Your task: Reproduce the data below verbatim, keeping every line unchanged.

Extracted material:
>>>
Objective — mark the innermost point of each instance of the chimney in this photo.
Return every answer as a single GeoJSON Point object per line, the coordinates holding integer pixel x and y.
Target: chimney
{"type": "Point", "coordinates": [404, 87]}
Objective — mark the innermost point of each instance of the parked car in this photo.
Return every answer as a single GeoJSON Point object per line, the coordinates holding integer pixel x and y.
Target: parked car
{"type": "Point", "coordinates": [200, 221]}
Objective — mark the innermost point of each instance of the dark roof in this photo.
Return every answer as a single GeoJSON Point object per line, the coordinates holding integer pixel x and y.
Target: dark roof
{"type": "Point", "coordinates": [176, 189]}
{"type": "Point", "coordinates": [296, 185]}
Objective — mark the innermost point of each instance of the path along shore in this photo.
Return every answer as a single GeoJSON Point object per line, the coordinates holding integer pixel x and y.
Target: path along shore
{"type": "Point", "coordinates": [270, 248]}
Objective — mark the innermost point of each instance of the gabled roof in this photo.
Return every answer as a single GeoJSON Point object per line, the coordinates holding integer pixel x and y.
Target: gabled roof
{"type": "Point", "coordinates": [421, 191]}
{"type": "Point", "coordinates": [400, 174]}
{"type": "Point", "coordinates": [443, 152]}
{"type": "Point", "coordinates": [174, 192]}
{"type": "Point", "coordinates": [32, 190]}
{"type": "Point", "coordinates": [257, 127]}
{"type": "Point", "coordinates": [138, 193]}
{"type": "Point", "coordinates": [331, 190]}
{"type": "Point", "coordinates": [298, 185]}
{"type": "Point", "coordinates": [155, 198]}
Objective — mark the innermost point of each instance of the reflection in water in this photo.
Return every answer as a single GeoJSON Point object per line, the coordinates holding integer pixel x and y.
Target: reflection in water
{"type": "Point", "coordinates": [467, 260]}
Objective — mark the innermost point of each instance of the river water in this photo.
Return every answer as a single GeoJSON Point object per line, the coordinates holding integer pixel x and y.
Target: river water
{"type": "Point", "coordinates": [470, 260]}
<<<
Result for this task:
Objective — mark the innermost point of each instance of the chimney in this photo.
Return every answer as a single GeoJSON Point object per line, the coordinates holding integer pixel x and y.
Target: chimney
{"type": "Point", "coordinates": [404, 87]}
Objective — mark the innermost point of each instance of the parked car in this photo.
Return every answer as a single GeoJSON Point object per line, the coordinates holding integer pixel x and y.
Target: parked car
{"type": "Point", "coordinates": [200, 221]}
Objective — mark the innermost point of each instance of the dark roof in this photo.
Return every answer as a single GeoJSON Point object per line, the coordinates holding integer pixel x and y.
Target: dark roof
{"type": "Point", "coordinates": [176, 189]}
{"type": "Point", "coordinates": [296, 185]}
Objective — mark the innermost point of each instance of the path along shore in this photo.
Return every answer as a single GeoJSON Point object per line, the coordinates holding integer pixel x and y.
Target: path along shore
{"type": "Point", "coordinates": [270, 248]}
Objective — mark the innermost point of each instance of the gabled roof in this photo.
Return every answer as a single GeoJSON Point object per line, the coordinates holding integer pixel x and y.
Target: gabled roof
{"type": "Point", "coordinates": [421, 191]}
{"type": "Point", "coordinates": [400, 174]}
{"type": "Point", "coordinates": [443, 152]}
{"type": "Point", "coordinates": [174, 192]}
{"type": "Point", "coordinates": [32, 190]}
{"type": "Point", "coordinates": [257, 127]}
{"type": "Point", "coordinates": [138, 193]}
{"type": "Point", "coordinates": [331, 190]}
{"type": "Point", "coordinates": [298, 185]}
{"type": "Point", "coordinates": [155, 198]}
Objective — mark the innermost point of each instance of the reflection in water in this photo.
Return every answer as a single GeoJSON Point object per line, the coordinates holding integer pixel x and y.
Target: reflection in water
{"type": "Point", "coordinates": [467, 260]}
Objective — mark the innermost point of each instance of the river water in this photo.
Return every answer as a single GeoJSON Point object per line, the coordinates holding integer pixel x and y.
Target: river water
{"type": "Point", "coordinates": [470, 260]}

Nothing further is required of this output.